'''

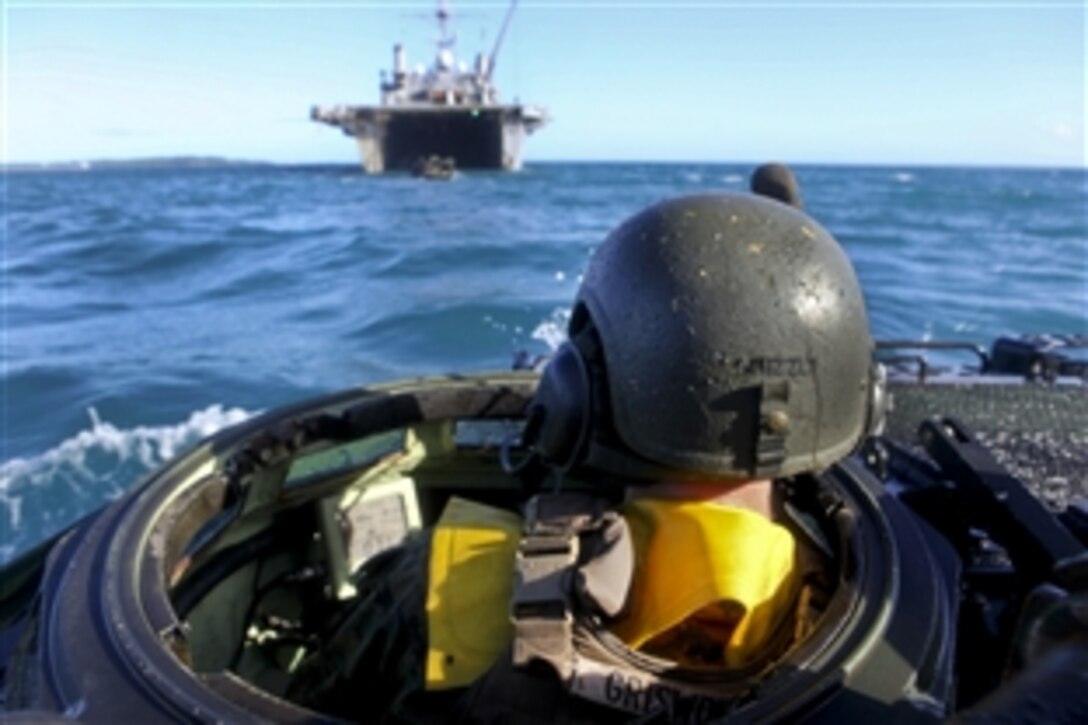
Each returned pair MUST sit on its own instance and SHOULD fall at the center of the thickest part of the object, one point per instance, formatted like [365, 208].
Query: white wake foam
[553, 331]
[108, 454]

'''
'''

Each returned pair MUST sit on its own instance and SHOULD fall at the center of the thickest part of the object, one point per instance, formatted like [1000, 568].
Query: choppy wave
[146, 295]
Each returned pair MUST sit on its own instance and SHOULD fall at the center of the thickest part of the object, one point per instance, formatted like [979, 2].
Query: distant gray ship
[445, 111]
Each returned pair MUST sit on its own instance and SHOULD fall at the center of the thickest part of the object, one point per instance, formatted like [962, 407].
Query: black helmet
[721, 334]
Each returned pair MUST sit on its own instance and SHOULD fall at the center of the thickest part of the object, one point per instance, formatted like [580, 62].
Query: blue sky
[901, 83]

'''
'''

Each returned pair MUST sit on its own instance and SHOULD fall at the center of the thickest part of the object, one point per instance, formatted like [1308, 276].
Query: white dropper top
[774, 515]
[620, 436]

'''

* _Aim of the exercise_: List every line of the items above that contains the word "thickest".

* _Solved exercise_:
Each returned pair MUST sit on its own instance and SHOULD fall at the center of the thickest part of the object, one point per instance, formatted like [365, 208].
Each returned pair MUST sit on its own instance and SHOULD fall at the center of the thickest part of the object, one point per instance, formatted like [1000, 568].
Each returned pair MUST sit on its own instance and SHOULD fall at the center of the thickest part of the object, one point per instance, formatted like [979, 2].
Each returned pair MUST sit on its own instance and SHOULD fall at the center of the thickest part of the object, one point per instance, formatted like [962, 407].
Each returned pair MUST sit on its own instance and SHOULD fall at the center of the thickest part of the object, one point per instance, formatted like [580, 62].
Each returned pair MUST sit on its own instance and SHOULD fall at the center of the thickest part of the object, one point per instance, formatted like [1308, 276].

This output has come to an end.